__Text segment__
Before submitting all SPRAS jobs to a single remote Execution Point (EP), you’ll need to set up three things:

  1. You’ll need to modify htcondor/spras.sub, this workflow’s “submit file”, with details about images and computing resources needed to run the job:

    1. First, declare your container images. The SPRAS image is declared via the submit file’s container_image key, e.g.:

      # Tell the job to start in the execution environment defined
      # by the SPRAS image. This path is relative to the directory
      # from which you submit the job.
      container_image = spras-0.6.0.sif
      

      All other algorithm containers should be declared via the PRM_IMAGES key, e.g.:

      # These paths are relative to the directory from which you
      # submit the job.
      PRM_IMAGES = allpairs_v4.sif, meo_v2.sif
      
    2. Adjust the submit file’s resource requests to match what you expect your job will need in terms of CPU, memory, and disk requirements. Note that the request for disk must be sufficient to fit your workflow’s inputs, any container images shipped with the job, and the workflow’s outputs. If you need help estimating these values, ask the SPRAS group for guidance.

__Raw data__

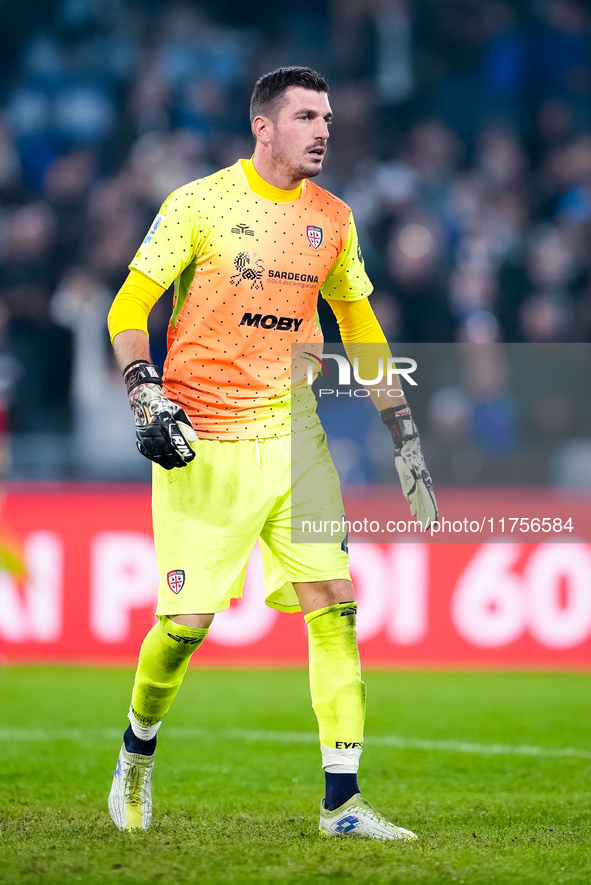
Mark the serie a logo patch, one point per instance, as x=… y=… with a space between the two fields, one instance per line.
x=176 y=580
x=314 y=235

__Set exercise 1__
In one to three sentences, explain the purpose of declaring the SPRAS image with the container_image key, according to the SPRAS job setup instructions.
__Set exercise 2__
In the SPRAS job setup instructions, which key declares the algorithm containers other than the SPRAS image?
__Set exercise 3__
Please continue the SPRAS job setup instructions from the point where they stop.

__Task output 1__
Declaring the SPRAS image with the container_image key tells the job to start in the execution environment defined by that image. The image path given there is relative to the directory from which the job is submitted.

__Task output 2__
The PRM_IMAGES key.

__Task output 3__
    3. Double check other values in the submit file for various features you may wish to use, such as submission to the Open Science Pool (OSPool) or specifying a different logging directory than the one filled in by default.

    Tip

    all paths in the submit file are relative to the directory from which you run condor_submit, which should be the root of the SPRAS repository.

  2. You’ll need to ensure your SPRAS configuration file has a few key values set, including unpack_singularity: true and containers.framework: apptainer. Additionally, any algorithm/PRM images should be declared using the appropriate image overrides in your config file such that they point to your .sif images. For example, a containers configuration for running allpairs might look like:

    containers:
      registry:
        base_url: docker.io
        owner: reedcompbio
    
      framework: apptainer
      unpack_singularity: true
    
      images:
        # assumes the .sif is located at spras/allpairs_v4.sif
        allpairs: "allpairs_v4.sif"
    
  3. Finally, it’s best practice to create the logging directory configured in the submit file before submitting the job, e.g. to create the default log directory, run mkdir htcondor/logs from the root of the repository.

Once these steps are complete, you can submit the job from the root of the SPRAS repository by running condor_submit htcondor/spras.sub.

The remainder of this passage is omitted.